§ **Problem details**
Copy every line below where the string "black" is found.

+ + + + +

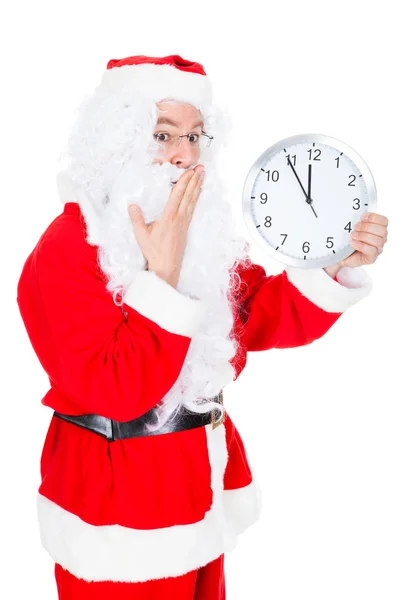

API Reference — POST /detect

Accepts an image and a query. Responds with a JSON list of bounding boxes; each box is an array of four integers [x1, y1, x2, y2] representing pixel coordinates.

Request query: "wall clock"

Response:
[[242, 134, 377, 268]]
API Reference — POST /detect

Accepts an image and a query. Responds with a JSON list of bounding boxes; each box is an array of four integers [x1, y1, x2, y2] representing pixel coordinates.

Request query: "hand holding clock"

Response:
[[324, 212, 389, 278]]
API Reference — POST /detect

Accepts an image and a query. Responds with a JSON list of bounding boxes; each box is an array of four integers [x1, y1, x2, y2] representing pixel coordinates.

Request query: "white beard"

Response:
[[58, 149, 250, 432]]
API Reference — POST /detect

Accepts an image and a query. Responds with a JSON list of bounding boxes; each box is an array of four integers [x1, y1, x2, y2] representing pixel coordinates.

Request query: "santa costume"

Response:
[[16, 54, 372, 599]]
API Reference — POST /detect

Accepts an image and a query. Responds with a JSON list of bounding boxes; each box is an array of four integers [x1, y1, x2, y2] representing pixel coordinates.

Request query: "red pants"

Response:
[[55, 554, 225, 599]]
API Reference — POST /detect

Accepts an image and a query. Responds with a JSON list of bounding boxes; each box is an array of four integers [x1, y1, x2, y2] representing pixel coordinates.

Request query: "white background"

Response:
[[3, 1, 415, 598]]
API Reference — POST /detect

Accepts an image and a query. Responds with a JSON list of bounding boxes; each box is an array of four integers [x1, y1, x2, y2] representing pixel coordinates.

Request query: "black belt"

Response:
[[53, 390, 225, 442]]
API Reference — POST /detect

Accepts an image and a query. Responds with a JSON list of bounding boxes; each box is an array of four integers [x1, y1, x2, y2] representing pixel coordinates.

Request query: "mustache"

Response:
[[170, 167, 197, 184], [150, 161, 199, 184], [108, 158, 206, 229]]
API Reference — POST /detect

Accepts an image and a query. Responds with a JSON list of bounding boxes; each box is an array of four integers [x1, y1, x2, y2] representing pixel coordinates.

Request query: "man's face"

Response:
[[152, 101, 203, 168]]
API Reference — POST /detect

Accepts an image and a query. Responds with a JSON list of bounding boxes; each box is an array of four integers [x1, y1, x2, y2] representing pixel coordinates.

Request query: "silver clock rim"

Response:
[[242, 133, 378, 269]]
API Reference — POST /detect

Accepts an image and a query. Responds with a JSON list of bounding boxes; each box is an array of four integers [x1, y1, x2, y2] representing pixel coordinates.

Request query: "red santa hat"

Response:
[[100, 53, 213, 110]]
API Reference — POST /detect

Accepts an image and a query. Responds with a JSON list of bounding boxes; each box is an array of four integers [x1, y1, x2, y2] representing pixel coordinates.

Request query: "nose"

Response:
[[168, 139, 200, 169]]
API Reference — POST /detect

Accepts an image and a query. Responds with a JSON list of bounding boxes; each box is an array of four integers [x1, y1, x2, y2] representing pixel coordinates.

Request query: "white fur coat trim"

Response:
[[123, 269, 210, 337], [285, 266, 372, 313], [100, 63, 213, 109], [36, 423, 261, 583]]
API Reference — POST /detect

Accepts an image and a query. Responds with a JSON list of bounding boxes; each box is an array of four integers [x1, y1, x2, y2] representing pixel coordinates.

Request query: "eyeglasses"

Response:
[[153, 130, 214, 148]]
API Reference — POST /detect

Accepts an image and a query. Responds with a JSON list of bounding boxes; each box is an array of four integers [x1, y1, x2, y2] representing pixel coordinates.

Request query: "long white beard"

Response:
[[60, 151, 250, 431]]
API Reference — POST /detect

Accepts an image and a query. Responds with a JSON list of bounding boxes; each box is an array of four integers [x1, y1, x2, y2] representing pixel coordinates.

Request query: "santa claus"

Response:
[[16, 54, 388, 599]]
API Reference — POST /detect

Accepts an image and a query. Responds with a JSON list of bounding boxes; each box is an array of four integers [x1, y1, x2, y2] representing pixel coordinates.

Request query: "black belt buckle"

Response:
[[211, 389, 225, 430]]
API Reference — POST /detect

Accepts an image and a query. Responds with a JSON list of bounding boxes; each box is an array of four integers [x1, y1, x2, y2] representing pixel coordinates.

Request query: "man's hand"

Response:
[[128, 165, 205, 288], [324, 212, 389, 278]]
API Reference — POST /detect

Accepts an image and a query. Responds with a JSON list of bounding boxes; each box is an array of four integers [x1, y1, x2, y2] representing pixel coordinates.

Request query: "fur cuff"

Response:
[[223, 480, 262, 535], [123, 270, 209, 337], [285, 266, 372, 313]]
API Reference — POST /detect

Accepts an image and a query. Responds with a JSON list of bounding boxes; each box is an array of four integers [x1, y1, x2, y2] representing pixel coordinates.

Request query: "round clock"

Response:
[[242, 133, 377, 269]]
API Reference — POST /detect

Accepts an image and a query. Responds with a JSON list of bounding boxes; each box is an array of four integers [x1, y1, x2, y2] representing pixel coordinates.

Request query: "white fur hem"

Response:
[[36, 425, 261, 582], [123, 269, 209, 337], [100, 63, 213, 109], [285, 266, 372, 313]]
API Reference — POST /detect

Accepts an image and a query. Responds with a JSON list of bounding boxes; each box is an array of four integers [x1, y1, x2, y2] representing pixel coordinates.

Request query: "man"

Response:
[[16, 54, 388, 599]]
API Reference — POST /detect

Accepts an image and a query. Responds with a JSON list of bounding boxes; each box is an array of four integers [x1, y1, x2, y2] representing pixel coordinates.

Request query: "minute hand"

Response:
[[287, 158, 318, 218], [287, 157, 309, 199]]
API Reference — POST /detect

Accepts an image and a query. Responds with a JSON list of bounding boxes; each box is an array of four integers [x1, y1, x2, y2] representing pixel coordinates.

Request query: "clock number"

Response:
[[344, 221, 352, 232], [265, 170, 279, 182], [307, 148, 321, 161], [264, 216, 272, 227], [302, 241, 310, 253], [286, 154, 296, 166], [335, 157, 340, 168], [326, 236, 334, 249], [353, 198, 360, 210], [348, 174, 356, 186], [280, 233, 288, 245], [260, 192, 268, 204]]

+ + + + +

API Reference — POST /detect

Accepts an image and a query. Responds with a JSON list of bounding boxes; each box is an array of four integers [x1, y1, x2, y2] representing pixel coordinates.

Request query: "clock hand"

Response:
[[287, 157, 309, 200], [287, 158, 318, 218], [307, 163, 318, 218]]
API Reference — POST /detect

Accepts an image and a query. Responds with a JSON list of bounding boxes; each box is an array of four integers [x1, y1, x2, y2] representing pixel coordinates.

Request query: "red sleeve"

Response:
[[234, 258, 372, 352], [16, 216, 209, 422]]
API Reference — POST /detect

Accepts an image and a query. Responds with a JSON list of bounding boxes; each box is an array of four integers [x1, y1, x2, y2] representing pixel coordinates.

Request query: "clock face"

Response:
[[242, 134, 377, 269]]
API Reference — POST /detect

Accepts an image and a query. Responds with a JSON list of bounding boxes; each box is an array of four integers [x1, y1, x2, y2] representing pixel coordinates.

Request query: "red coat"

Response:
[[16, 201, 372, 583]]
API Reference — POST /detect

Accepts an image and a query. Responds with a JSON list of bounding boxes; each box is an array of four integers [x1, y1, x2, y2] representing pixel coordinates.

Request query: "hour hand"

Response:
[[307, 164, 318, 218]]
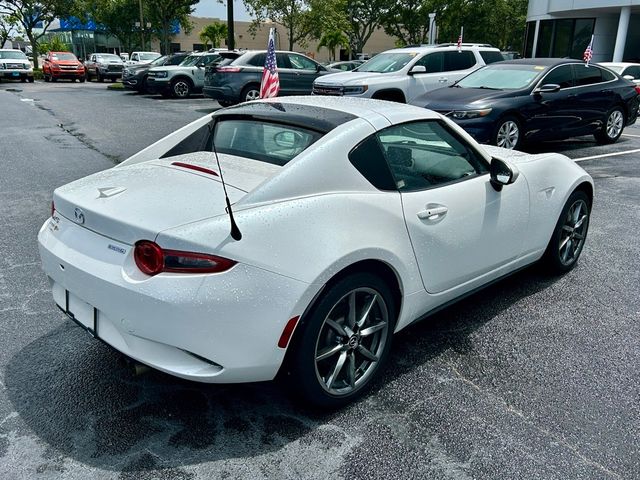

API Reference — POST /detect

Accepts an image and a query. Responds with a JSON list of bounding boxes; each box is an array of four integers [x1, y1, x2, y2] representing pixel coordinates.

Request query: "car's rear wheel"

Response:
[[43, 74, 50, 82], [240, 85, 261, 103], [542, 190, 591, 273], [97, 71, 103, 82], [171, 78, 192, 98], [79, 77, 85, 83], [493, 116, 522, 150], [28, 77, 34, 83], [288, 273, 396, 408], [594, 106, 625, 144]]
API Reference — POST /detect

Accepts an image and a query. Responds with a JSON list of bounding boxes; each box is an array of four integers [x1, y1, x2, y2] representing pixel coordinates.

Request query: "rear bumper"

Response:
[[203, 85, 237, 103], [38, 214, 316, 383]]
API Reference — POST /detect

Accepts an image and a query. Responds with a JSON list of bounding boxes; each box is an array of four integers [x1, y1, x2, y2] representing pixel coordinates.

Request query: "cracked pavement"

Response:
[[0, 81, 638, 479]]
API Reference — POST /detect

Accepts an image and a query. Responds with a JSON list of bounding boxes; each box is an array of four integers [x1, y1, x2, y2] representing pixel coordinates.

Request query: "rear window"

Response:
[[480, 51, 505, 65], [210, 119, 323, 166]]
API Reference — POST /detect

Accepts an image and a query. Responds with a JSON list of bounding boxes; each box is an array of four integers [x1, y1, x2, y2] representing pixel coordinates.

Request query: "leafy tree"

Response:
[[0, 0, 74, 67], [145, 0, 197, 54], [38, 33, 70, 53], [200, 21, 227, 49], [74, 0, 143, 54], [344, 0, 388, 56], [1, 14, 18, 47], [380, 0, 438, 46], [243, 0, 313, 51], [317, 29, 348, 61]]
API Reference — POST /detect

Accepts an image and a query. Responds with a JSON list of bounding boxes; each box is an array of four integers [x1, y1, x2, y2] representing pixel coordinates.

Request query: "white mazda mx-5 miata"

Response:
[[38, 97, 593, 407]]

+ + + + +

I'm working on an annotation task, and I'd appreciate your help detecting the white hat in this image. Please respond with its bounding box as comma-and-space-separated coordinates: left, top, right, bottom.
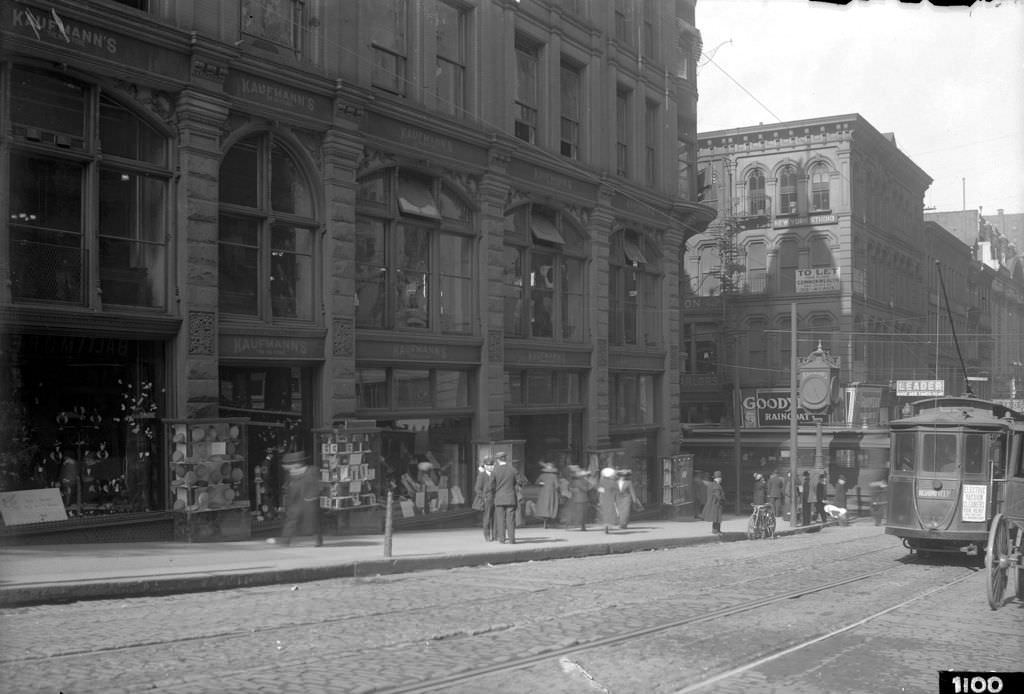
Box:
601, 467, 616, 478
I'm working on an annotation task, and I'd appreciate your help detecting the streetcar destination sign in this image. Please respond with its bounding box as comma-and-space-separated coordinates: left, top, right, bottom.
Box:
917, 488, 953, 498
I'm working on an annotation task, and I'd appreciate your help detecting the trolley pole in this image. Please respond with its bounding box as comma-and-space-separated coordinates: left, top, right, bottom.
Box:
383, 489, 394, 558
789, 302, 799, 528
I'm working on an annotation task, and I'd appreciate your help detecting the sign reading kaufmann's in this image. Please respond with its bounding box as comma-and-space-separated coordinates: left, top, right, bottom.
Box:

+ + + + +

§ **Answer**
Request query: "black belt"
Request query: "black belt buckle"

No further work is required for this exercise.